** Begin Available data **

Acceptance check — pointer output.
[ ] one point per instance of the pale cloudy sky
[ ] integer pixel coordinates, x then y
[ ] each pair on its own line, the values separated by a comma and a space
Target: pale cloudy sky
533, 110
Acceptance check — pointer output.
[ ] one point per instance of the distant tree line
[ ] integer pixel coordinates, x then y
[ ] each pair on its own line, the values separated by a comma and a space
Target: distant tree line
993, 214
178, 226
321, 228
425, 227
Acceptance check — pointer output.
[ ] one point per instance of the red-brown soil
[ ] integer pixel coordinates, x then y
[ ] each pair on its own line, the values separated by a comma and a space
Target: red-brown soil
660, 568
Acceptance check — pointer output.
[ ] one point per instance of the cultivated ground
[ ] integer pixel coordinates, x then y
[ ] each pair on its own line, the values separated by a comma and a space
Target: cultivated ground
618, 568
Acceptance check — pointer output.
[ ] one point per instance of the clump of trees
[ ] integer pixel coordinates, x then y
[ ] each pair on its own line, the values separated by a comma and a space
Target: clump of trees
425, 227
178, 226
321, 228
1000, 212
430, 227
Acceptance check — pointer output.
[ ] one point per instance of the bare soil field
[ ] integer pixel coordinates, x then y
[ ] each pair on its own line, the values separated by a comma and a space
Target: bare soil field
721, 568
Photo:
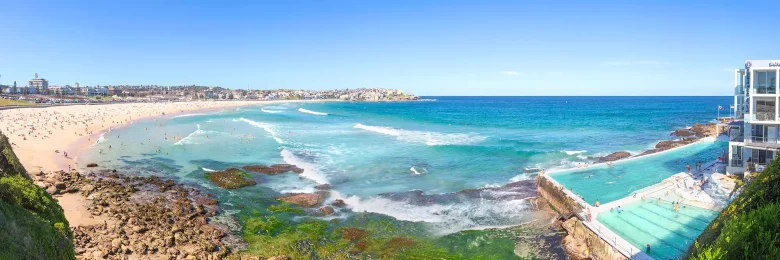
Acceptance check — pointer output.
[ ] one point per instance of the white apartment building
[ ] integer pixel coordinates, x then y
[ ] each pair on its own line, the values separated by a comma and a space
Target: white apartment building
754, 136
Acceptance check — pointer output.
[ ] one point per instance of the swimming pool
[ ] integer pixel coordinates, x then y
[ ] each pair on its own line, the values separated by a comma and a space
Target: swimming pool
610, 183
669, 233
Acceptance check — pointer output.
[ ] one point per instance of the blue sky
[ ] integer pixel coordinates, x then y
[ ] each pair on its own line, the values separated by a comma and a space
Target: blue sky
423, 47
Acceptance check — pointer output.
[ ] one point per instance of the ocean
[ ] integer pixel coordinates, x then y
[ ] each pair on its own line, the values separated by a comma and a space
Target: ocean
411, 163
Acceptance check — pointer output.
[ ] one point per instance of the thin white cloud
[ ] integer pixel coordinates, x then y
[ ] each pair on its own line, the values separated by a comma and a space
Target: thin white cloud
631, 63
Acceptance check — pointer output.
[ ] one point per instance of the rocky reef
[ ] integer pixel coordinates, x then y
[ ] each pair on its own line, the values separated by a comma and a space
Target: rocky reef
230, 178
303, 199
145, 217
273, 169
32, 223
614, 157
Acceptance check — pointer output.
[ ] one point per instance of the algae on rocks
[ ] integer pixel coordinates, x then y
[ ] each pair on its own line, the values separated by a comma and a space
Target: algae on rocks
32, 223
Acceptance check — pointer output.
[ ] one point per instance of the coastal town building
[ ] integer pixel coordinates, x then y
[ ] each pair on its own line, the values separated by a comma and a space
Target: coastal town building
41, 85
754, 134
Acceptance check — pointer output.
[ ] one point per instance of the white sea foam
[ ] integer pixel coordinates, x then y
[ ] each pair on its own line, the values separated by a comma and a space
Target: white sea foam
444, 218
190, 138
420, 172
270, 111
310, 171
302, 110
427, 138
188, 115
101, 139
520, 177
268, 128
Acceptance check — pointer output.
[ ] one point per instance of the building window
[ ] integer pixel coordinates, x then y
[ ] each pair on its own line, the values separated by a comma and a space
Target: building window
736, 156
766, 82
765, 110
761, 157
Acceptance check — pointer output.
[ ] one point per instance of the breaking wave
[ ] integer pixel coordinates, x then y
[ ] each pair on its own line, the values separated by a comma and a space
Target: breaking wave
265, 127
188, 115
190, 139
270, 111
310, 171
444, 217
422, 137
302, 110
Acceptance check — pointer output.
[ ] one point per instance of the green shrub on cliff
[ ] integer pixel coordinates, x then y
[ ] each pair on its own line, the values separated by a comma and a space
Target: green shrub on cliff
32, 224
748, 228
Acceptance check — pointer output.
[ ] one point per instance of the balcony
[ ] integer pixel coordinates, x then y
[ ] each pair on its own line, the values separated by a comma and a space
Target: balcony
764, 116
736, 163
736, 135
764, 90
763, 142
739, 90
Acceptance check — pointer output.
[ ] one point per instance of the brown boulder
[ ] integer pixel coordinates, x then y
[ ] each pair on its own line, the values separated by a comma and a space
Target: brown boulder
666, 145
614, 157
338, 203
322, 187
324, 211
353, 233
303, 199
682, 133
231, 178
273, 169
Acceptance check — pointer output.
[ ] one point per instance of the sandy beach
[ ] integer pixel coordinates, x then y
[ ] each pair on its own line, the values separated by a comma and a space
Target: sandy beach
51, 138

** End Available data **

▶ What is expected
Copy every line of the data word for word, omitting the images.

▶ Correct output
Acceptance check — pointer output.
[ ] one point per instance of the pale cloudy sky
[ ] integer pixel coordinates, x then y
[ ] each pair on its own line, the values separated by a comma and a space
Target: pale cloudy sky
533, 110
Acceptance check — pointer output.
[ ] one point per instance of the distant tree line
[ ] integer pixel coordinates, x then y
[ ] each pair on its own line, the values separated by a comma and a space
Target: distant tree line
993, 214
178, 226
321, 228
425, 227
Acceptance check — pointer output.
[ ] one point per instance of the red-brown soil
[ ] integer pixel coordinates, x then y
[ ] each pair on its own line, the values separated by a comma and a space
Target: red-brown soil
660, 568
Acceptance check — pointer output.
[ ] one point per instance of the cultivated ground
[ ] integer pixel coordinates, x then y
[ ] each pair on its own line, the values separated by a comma and a space
Target: cultivated ground
618, 568
Acceptance check — pointer output.
[ ] one point per instance of the clump of trees
[ ] integer pixel coordinates, x then y
[ ] each pair on its own line, the values separated by a comma and a space
Target: clump of trees
425, 227
178, 226
321, 228
1000, 212
430, 227
Acceptance check — pointer output.
[ ] one point per instance of the bare soil field
[ ] integer pixel coordinates, x then y
[ ] each pair on its own line, the values separated by a comma and a space
Target: bare soil field
721, 568
Photo:
Acceptance check — pointer output.
[ ] one point per instance of the white apartment building
[ ] integer pixel coordinates, x then y
[ ] each pair on its own line, the values separated by a comma and a space
Target: white apartment building
754, 136
Acceptance check — pointer output.
[ ] one point per instance of the swimming pool
[ ] integer pixel coordinates, x then y
[ ] each pair on its own line, the values separated by a comma and a space
Target: swimming pool
610, 183
669, 233
Acceptance check — pointer output.
[ ] one point per instance of the blue sky
[ ] integer pixel coordinates, x then y
[ ] each pair on its own line, the values separated by a comma and a space
Target: blue sky
423, 47
Acceptance check — pointer output.
[ ] one point per instance of the ocean
[ ] integer pixel coordinates, x then y
[ ] each pair on its own line, the values separated by a comma and a space
Target: ocean
411, 163
Acceptance check — pointer output.
[ ] one point per instance of the thin white cloud
[ ] integer pixel coordinates, x then y
[ ] each pair on its own line, the values separated by a comma and a space
Target: thin white cloud
631, 63
Acceptance check — pointer output.
[ ] one point per instance of the rocky reef
[ ] integer pixel coordinates, x then y
[ ] each pair on its own line, the values separated by a comma and a space
Target: rocky reef
230, 178
303, 199
145, 217
273, 169
32, 223
614, 157
Acceptance check — pointer output.
[ ] one point per instance of the algae on rocks
[ ] integer pixel coordinates, x then y
[ ] each pair on its own line, the values separated by a comma and a space
Target: algae on rocks
32, 223
Acceptance check — pointer output.
[ ] one point per instance of the coastal town building
[ ] integer pixel coordinates, x then y
[ ] each pair on its own line, the values separated by a comma and a space
Target: coastal town building
41, 85
754, 134
Acceptance check — pointer output.
[ ] one point per instance of the white sea foam
[ ] integer pixel coordinates, x then y
[ ] each pair on its own line, the values separated by a comma and a space
Target: white sea foam
444, 218
190, 138
420, 172
270, 111
310, 171
302, 110
427, 138
188, 115
101, 139
520, 177
268, 128
Acceptance check — pointer output.
[ ] one point per instance of the building window
[ ] integer pixel coordinates, x then y
[ ] each pair on its own line, the values separated by a comma and a space
Target: building window
736, 156
766, 82
765, 110
761, 157
Acceptance check — pointer output.
[ ] one point per instance of the breaking wave
[ ] integer pixel coordinates, x then y
[ ] each pair on its own line, the values separated by a comma and a space
Target: breaking wave
265, 127
188, 115
190, 139
270, 111
310, 171
444, 217
422, 137
302, 110
Acceptance check — pointer output.
[ ] one point per instance of the green shrub on cliff
[ ] integer pixel coordinates, x then y
[ ] each pair on its own line, the values separated by a comma and a space
Target: green shrub on cliff
32, 224
748, 228
Acceptance check — pointer output.
[ ] one point per instance of the balcony
[ ] integer pixel coordinates, x then y
[ ] each pair on its own line, the values separated by a comma and a space
Target: balcony
764, 116
736, 163
736, 135
764, 90
763, 142
739, 90
Acceptance check — pointer output.
[ ] one point per instance of the brown boulder
[ ] integer pixel coordinates, x then y
[ ] each pair on its own line, the values separated by a comma and a space
Target: brown boulder
666, 145
614, 157
338, 203
322, 187
324, 211
353, 233
303, 199
682, 133
231, 178
273, 169
Acceptance check — pointer output.
[ ] one point per instance of the sandy beach
[ ] integer pixel coordinates, x then y
[ ] each pair on its own line, the values separated by a comma and a space
Target: sandy beach
51, 138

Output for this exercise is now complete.